-- SOURCE EXCERPT --
13. New York City marketed Broadway as a theater district to keep it from getting too raunchy

In 1967, New York City passed an ordinance allowing a 20 percent bonus in buildable floor area in new developments if a new theater was also incorporated into the plan, hoping to encourage the growth of more wholesome entertainment in contrast to Times Square’s rising wave of porn shops and prostitution. In the late 1980s, eager to attract new builders while still retaining the vibrancy of a theater district, city officials mandated that all new developments near Broadway allocate a certain percentage of floor space to “entertainment-related uses,” including rehearsal studios, theaters, and costume shops [PDF].

14. Hollywood has palm trees because they made for neater sidewalks

Before the 1930s, the iconic Southern California tree wasn’t a palm, it was a pepper tree. Environmental historian Jared Farmer tells LA radio station KCET this story of L.A.’s transformation into a palmy paradise:

In the age of streetside parking, sidewalks, sewers, and utility poles, these leafy, rooty growers acquired bad reputations. In contrast, palms held out the promise of symbiotic infrastructure: they could provide beautification without dropping fruit, buckling concrete, or breaking pipes and wires.

The Mexican fan palm, the tall, skinny trees that have become an iconic symbol of Hollywood, were chosen because they were cheap and resilient. Hollywood became the dominant force in entertainment around the same time when L.A.’s Depression-era trees matured, cementing the region’s association with the palm with savvy marketing.

-- MATERIAL --
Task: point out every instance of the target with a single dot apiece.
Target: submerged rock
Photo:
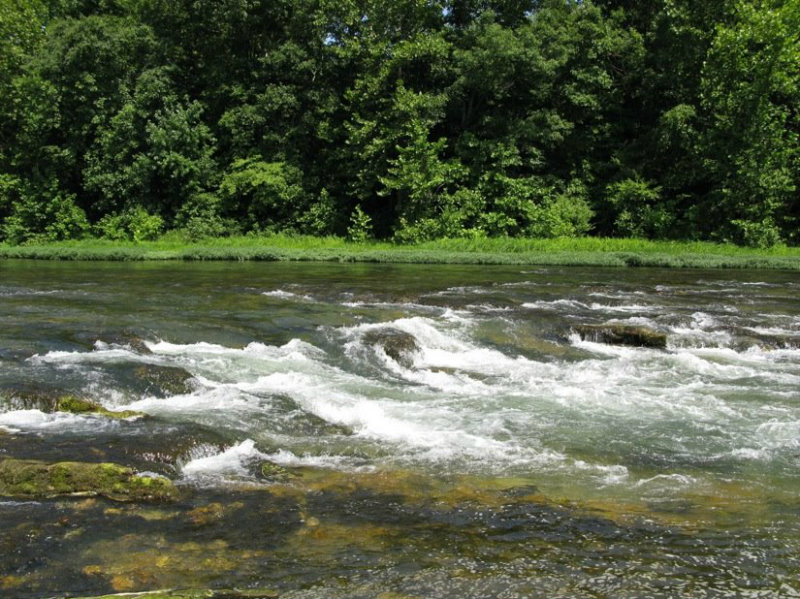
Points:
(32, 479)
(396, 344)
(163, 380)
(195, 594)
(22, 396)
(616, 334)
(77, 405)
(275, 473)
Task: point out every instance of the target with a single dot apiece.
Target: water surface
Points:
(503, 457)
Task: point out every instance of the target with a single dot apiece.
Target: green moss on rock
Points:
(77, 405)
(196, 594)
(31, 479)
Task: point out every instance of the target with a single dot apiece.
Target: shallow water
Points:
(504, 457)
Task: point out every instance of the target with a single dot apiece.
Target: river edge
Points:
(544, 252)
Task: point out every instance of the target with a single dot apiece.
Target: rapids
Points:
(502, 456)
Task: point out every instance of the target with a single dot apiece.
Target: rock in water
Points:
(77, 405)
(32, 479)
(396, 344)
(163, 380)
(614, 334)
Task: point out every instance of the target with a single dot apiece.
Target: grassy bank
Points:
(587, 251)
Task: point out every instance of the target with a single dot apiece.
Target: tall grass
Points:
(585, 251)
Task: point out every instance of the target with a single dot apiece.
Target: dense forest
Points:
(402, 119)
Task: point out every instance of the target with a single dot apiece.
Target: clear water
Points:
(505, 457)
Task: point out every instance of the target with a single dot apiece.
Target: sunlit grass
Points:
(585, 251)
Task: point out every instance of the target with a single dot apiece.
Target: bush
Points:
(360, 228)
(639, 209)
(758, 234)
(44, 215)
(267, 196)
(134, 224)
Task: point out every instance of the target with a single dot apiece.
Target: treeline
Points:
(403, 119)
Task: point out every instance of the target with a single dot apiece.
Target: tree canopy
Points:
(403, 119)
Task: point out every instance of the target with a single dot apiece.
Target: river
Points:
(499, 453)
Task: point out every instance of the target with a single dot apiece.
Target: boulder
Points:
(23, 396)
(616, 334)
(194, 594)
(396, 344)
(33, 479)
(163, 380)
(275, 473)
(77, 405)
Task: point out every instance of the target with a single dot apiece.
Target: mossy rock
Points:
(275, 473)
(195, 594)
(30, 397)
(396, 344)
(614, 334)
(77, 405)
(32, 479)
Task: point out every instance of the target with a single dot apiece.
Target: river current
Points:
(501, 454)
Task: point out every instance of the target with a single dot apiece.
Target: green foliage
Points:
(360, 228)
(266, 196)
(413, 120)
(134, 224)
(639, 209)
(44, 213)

---

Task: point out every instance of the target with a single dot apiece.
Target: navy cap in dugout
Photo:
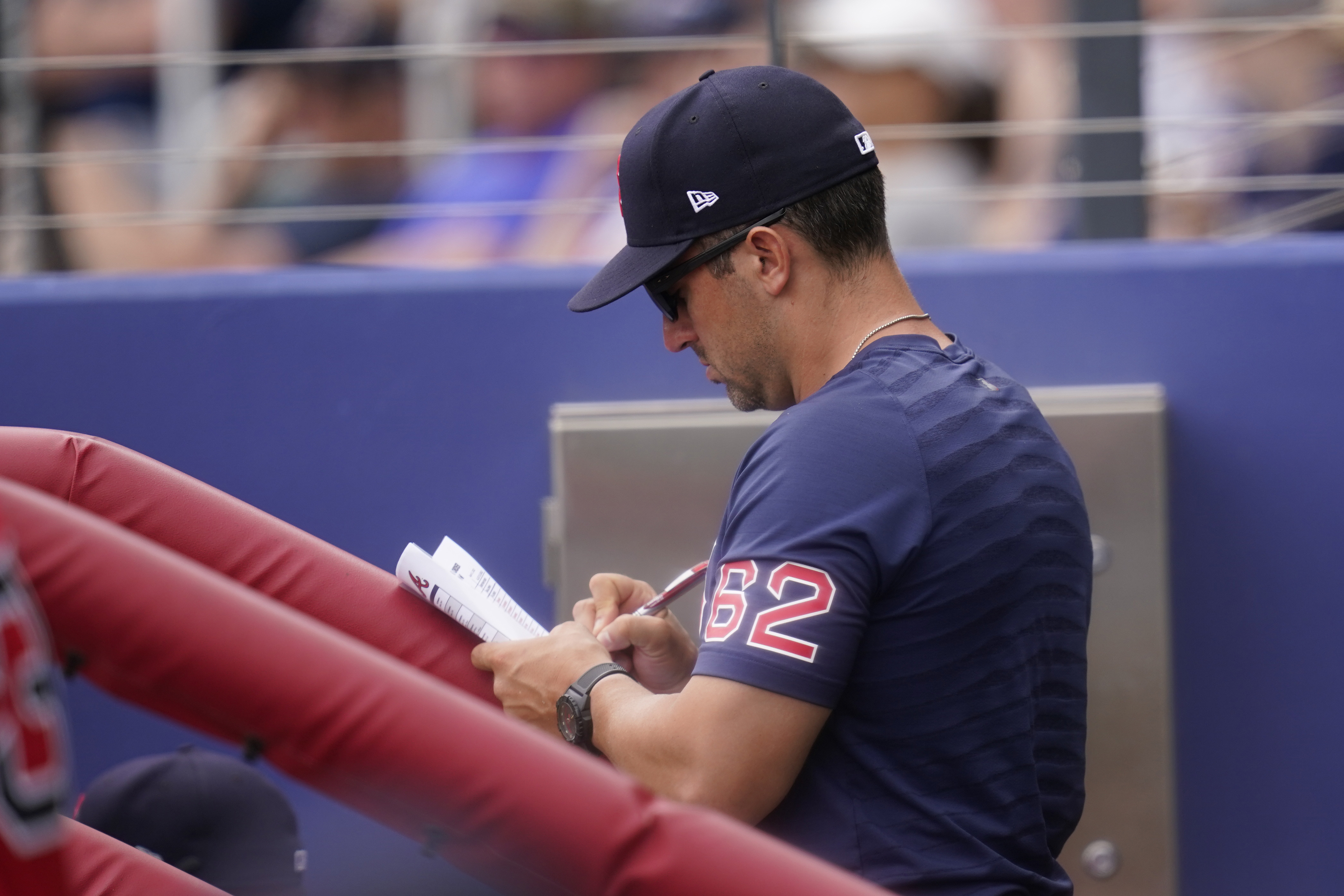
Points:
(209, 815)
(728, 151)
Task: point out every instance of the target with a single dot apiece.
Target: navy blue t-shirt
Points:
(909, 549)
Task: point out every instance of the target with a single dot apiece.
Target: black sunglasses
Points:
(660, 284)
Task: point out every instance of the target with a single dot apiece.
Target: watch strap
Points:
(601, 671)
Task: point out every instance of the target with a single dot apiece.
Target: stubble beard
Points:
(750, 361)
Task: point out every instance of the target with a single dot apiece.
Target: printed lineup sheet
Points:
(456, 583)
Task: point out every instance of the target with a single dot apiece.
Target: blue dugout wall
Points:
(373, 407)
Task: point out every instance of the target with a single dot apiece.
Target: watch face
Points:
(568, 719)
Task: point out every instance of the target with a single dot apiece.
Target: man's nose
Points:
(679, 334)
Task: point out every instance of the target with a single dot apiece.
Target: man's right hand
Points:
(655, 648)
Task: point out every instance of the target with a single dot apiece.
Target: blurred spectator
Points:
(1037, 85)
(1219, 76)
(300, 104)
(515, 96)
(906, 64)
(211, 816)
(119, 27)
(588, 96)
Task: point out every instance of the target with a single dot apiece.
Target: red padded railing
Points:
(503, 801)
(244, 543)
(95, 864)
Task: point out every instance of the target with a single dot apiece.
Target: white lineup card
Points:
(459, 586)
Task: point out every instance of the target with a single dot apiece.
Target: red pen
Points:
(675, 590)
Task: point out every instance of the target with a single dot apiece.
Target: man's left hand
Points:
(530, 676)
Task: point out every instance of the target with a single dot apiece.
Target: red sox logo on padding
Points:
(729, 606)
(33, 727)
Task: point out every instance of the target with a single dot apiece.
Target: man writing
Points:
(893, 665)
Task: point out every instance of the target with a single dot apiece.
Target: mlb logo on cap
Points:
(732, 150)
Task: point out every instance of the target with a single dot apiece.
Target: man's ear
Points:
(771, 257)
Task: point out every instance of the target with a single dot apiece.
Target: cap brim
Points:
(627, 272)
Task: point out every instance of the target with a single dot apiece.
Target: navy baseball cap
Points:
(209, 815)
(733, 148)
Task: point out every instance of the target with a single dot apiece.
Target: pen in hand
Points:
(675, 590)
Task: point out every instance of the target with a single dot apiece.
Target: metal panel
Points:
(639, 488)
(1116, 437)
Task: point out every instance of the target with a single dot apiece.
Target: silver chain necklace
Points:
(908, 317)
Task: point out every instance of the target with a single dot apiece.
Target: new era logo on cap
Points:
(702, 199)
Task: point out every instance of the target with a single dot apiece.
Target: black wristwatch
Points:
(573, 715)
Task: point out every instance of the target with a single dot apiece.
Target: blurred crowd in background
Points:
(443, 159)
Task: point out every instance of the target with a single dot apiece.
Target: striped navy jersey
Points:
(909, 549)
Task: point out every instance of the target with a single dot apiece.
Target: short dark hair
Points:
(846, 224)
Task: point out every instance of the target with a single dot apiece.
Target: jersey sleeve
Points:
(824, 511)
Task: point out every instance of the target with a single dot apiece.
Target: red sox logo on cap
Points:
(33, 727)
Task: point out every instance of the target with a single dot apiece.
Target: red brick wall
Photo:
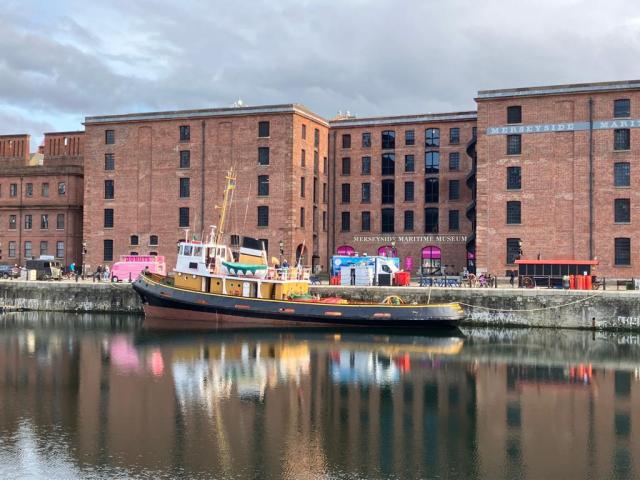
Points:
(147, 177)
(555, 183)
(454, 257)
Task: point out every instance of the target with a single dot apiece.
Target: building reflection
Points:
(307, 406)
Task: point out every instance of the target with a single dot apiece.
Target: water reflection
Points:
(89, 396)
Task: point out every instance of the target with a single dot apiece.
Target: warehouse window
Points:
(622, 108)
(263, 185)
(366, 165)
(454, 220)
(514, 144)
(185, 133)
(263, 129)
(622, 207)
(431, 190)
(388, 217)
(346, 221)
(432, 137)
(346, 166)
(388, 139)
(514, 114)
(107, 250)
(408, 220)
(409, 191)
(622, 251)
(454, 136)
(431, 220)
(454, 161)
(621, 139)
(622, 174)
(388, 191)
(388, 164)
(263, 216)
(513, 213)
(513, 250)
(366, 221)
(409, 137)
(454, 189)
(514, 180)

-- PROBLEMS TO WORK ON --
- A) According to the excerpt on Broadway theaters and Hollywood palms, what was the iconic Southern California tree before the 1930s?
- B) Please carry on the excerpt about Broadway theaters and Hollywood palms, picking up after its last sentence.

-- ANSWERS PROVIDED --
- A) The pepper tree.

- B)
15. Colored bike lanes are green to keep people from thinking they're disability parking

In 2011, the Federal Highway Administration gave its interim approval for cities to use green colored pavement to mark bicycle lanes. While there’s no international standard for bike lane colors (London uses blue, the Netherlands uses red), the U.S. decided to go with green, as in, wow, biking sure is good for the environment!

A report [PDF] from the Chicago Department of Transportation sums the rationale up this way:

While CDOT’s findings show that blue is the most tested and widely associated color for colored bike lanes, due to its current association with parking spaces for persons with disabilities, CDOT feels it is unsuitable for colored bike lane pavement markings. Green, on the other hand, is not assigned a meaning for pavement markings in this country.

According to the FHWA’s approval notice, red pavement for bicycling infrastructure is still being tested. Too bad for Portland, Oregon, which pioneered colored bike lanes in the U.S. in the late ‘90s but went with the color blue [PDF].